● **The exercise**:
Reproduce word for word the lines of the material starting at the line that contains "Expected: for every instance of the camouflage boonie" and ending at the line that contains "(1142, 615)", including both of those lines.

● **Task inputs**:

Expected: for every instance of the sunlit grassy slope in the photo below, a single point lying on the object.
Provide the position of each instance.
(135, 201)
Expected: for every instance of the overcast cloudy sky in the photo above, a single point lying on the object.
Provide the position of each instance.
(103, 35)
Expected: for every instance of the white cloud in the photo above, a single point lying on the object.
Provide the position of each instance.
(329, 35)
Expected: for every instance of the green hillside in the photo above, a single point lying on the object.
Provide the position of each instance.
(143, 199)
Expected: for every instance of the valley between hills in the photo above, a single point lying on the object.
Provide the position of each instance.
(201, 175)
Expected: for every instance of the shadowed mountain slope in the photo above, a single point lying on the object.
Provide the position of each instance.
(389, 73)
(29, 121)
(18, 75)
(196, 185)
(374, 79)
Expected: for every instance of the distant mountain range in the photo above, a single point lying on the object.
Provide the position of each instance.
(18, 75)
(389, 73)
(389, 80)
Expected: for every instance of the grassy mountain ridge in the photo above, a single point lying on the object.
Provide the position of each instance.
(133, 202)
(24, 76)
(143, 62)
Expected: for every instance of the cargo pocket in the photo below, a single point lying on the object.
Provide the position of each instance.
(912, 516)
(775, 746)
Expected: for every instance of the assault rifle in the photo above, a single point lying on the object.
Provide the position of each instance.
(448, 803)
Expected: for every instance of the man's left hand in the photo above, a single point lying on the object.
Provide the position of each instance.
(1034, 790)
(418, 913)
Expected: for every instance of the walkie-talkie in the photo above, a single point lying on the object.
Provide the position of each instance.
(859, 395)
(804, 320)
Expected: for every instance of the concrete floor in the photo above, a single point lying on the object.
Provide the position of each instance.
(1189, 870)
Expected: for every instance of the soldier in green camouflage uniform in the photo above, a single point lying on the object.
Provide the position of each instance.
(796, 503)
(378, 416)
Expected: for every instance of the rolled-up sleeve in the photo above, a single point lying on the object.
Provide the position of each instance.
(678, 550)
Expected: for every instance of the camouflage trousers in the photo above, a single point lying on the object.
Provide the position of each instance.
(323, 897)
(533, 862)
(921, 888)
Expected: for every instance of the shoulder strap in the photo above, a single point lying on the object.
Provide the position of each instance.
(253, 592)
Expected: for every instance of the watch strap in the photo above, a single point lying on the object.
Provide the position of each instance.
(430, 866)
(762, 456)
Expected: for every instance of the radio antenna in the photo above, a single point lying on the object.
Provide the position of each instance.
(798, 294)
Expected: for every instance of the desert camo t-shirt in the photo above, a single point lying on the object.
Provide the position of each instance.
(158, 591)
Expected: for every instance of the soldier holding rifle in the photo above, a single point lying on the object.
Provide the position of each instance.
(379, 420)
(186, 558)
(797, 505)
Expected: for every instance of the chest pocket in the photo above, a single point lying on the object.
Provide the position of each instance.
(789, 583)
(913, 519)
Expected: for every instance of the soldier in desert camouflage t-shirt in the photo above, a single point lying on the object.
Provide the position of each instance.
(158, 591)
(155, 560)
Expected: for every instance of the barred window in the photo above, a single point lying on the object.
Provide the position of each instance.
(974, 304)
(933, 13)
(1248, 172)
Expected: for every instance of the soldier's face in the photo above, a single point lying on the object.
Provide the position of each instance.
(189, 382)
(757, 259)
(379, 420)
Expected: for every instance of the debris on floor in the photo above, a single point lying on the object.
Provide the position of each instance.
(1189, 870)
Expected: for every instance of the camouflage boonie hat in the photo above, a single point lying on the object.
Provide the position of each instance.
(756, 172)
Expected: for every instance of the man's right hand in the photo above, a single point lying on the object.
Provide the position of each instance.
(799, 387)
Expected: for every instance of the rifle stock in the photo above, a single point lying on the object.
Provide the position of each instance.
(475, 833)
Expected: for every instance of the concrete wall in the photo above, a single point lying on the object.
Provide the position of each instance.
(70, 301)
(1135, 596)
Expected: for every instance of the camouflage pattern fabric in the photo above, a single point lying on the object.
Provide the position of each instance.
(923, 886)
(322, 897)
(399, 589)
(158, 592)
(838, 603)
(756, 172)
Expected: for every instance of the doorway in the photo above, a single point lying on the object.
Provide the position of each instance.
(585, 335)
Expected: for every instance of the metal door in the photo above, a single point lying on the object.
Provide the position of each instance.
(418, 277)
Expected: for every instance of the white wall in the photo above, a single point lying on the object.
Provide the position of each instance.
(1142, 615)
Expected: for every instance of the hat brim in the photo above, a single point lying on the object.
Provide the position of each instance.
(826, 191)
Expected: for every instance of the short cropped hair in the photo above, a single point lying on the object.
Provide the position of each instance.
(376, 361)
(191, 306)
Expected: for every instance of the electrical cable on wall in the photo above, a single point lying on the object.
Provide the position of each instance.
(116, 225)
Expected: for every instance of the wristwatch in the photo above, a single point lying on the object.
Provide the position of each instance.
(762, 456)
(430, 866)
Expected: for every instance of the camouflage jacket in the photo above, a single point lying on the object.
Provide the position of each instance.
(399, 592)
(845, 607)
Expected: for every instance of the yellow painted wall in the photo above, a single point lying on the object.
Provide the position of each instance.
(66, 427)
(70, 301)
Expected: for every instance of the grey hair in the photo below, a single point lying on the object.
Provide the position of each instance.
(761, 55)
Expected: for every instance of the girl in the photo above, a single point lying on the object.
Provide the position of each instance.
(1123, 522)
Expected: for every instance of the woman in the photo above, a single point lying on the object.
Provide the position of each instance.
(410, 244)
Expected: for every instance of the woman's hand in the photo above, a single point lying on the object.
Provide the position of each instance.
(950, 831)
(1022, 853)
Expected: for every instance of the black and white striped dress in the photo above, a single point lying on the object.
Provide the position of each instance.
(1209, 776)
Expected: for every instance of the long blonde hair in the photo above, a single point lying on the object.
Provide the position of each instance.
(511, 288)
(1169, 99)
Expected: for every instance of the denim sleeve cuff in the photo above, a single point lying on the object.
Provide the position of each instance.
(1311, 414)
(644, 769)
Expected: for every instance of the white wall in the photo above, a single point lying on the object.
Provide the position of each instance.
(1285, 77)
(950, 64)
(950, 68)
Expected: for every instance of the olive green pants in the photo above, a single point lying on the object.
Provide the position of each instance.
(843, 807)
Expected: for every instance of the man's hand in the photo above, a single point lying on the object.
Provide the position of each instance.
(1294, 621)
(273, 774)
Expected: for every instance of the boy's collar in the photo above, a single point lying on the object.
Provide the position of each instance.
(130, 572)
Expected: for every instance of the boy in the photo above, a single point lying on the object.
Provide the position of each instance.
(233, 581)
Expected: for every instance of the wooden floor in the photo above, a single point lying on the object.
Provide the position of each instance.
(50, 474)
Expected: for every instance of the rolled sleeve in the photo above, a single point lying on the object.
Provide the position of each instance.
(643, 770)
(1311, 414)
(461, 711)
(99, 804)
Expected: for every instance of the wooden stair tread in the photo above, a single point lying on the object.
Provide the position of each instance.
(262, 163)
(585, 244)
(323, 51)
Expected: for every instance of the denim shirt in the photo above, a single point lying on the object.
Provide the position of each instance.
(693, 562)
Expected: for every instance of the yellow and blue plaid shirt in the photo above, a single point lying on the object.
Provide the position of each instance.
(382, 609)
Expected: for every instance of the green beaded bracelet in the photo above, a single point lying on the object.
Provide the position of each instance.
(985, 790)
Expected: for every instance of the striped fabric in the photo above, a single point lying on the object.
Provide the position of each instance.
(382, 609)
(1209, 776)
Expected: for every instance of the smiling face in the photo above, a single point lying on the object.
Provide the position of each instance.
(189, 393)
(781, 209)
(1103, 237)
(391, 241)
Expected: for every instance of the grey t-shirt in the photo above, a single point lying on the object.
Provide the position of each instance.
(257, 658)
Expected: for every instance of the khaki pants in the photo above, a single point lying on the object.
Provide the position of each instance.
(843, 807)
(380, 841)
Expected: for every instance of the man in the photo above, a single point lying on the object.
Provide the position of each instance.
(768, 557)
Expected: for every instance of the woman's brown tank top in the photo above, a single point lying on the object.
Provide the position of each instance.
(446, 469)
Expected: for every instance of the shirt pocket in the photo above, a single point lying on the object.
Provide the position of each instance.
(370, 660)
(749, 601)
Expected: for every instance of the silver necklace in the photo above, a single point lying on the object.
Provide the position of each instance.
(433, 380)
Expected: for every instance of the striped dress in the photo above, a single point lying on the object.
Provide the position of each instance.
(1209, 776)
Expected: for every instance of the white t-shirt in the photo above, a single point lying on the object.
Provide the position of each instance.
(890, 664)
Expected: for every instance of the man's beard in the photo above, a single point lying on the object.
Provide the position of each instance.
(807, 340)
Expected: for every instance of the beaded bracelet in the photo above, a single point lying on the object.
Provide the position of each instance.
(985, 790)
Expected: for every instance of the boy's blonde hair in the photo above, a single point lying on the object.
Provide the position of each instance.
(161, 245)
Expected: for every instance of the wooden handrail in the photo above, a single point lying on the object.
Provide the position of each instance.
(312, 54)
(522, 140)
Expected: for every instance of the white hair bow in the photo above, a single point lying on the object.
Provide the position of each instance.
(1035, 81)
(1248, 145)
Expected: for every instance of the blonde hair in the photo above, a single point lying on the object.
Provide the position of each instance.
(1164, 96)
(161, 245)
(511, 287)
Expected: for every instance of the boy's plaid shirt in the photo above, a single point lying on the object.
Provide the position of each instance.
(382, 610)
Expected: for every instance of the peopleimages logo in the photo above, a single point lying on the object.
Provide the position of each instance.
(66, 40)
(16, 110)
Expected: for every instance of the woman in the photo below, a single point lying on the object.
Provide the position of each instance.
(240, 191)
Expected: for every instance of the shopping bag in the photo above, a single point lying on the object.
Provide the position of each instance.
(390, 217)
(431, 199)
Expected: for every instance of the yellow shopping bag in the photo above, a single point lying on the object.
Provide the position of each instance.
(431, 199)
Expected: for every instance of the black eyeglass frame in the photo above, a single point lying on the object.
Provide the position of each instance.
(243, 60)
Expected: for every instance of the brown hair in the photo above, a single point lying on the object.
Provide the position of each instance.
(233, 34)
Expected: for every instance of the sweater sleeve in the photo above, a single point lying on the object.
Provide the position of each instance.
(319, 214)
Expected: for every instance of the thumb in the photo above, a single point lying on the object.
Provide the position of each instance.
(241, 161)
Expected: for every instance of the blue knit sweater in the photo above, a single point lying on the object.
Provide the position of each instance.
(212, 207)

● **Result of this exercise**:
Expected: for every instance of the camouflage boonie hat in the photo above, a single point lying on the object.
Provide the position of each instance.
(756, 172)
Expected: for every instance of the man's right hand in the photo above, a single point lying on the object.
Provide the position of each instance.
(799, 387)
Expected: for every instance of the rifle stock in the photo above, a single point lying on the object.
Provide the position of each instance.
(475, 833)
Expected: for every instance of the concrete wall in the photo above, a single point lying on the object.
Provide the position of each instance.
(70, 301)
(1135, 596)
Expected: for every instance of the camouflage pattern fabric in the photo above, a single point lying on the object.
Provide the position of each instance.
(923, 886)
(322, 897)
(399, 589)
(158, 592)
(838, 603)
(756, 172)
Expected: for every instance of the doorway in the photo above, a single point lying on the object.
Provide the position of each instance.
(585, 335)
Expected: for every instance of the metal door in the photo above, a single point lying on the object.
Provide the position of each instance.
(418, 277)
Expected: for every instance of the white wall in the photo above, a single point lying on the object.
Provide the position of each instance.
(1142, 615)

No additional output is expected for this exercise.